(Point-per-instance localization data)
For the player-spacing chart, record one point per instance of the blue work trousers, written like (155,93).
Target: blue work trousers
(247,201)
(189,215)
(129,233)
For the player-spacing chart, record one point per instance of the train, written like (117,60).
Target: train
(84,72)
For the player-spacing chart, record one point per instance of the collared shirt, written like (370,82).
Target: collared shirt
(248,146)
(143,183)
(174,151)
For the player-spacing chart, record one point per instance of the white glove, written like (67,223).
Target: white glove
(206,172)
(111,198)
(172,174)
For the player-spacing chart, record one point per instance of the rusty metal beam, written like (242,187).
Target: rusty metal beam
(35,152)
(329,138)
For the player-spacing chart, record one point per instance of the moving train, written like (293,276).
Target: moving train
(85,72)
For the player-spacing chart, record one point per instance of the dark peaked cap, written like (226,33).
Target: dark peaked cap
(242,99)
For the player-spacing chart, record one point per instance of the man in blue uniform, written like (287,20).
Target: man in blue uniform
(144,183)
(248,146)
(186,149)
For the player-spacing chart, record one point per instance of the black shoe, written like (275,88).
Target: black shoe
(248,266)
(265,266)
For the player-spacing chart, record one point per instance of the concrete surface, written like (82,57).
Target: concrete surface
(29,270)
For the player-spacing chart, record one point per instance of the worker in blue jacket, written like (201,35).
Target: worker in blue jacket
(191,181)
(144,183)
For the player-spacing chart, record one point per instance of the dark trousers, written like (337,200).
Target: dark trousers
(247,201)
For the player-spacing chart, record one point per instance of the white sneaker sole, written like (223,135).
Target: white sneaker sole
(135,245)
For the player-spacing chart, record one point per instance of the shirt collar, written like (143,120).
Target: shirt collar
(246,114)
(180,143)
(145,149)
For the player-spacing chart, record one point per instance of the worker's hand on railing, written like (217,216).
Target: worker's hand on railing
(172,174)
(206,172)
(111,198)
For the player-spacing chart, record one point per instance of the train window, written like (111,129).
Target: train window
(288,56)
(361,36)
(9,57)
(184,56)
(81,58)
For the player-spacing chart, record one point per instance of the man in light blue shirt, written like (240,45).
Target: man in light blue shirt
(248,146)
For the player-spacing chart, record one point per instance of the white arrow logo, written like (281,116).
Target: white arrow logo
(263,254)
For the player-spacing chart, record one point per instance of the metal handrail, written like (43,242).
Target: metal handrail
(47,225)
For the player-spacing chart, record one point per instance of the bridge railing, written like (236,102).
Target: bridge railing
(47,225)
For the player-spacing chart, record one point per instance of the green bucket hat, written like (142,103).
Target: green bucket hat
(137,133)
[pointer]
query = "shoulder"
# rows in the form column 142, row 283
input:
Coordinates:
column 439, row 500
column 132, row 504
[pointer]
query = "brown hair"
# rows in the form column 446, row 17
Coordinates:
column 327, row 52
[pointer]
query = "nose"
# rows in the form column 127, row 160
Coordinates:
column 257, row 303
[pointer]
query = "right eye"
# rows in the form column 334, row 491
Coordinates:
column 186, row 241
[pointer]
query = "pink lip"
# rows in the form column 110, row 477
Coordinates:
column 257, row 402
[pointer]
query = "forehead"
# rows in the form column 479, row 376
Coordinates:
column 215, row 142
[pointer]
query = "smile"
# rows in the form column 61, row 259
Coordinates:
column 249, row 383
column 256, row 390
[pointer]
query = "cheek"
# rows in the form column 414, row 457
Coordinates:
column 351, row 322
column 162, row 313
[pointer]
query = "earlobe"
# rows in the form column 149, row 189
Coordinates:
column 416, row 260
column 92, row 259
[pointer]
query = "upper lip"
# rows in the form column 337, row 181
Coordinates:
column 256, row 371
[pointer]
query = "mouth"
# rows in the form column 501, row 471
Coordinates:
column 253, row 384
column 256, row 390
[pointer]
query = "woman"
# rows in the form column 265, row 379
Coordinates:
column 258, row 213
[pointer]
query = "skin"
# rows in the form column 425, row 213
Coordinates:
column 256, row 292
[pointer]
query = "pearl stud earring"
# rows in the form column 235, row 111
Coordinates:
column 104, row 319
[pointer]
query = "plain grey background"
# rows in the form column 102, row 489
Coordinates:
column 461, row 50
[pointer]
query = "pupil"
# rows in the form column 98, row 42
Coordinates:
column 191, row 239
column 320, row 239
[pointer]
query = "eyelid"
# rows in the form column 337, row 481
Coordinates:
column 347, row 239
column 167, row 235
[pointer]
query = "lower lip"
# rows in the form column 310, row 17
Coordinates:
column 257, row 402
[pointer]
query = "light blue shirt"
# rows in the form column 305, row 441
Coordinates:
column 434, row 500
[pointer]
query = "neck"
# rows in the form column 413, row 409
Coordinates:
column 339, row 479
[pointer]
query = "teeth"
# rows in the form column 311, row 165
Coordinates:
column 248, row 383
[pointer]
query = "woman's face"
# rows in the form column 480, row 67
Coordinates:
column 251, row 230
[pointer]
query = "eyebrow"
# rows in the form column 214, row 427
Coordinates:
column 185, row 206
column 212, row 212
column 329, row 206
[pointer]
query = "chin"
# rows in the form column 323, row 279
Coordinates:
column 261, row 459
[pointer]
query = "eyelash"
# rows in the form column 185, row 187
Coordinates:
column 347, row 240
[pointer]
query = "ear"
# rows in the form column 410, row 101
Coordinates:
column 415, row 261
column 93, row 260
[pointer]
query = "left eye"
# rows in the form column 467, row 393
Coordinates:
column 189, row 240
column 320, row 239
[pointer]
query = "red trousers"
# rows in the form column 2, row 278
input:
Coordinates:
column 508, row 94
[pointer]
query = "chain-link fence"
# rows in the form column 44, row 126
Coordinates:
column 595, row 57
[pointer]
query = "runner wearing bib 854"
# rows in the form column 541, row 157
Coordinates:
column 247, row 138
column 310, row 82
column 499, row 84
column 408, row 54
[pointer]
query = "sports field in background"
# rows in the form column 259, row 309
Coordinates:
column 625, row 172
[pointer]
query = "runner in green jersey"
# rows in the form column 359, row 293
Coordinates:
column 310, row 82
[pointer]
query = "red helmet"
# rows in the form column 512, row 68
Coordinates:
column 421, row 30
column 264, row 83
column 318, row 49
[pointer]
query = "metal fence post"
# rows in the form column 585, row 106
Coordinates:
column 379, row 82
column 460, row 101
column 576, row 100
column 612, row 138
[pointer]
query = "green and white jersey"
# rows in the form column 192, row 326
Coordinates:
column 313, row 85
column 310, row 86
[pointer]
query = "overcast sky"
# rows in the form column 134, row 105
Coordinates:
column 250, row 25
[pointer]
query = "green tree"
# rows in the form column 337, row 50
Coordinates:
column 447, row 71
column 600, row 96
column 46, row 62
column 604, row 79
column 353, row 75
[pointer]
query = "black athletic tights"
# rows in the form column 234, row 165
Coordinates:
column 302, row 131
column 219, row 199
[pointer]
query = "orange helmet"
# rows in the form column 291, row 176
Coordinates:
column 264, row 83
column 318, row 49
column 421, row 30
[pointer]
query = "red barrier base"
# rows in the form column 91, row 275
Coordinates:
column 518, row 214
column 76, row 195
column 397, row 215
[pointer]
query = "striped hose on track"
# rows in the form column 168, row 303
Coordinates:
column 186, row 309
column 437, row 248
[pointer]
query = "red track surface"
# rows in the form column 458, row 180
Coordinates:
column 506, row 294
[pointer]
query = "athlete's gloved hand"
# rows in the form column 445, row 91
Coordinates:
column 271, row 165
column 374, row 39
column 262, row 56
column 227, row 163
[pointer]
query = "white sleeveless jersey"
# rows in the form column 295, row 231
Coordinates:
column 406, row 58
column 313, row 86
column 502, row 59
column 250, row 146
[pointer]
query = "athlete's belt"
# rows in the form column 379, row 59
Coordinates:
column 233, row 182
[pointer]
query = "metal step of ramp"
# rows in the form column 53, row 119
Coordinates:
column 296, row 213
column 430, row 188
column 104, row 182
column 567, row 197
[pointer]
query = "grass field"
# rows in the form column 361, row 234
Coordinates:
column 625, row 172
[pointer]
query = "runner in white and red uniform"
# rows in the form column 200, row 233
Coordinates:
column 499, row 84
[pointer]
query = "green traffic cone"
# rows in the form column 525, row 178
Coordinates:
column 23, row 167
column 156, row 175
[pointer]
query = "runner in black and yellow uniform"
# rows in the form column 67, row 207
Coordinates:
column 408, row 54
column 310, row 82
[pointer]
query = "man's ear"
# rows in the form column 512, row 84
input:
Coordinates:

About this exercise
Find all the lines with "jersey" in the data and copy them.

Expected output
query = "runner in green jersey"
query = "green and white jersey"
query = "white sleeveless jersey"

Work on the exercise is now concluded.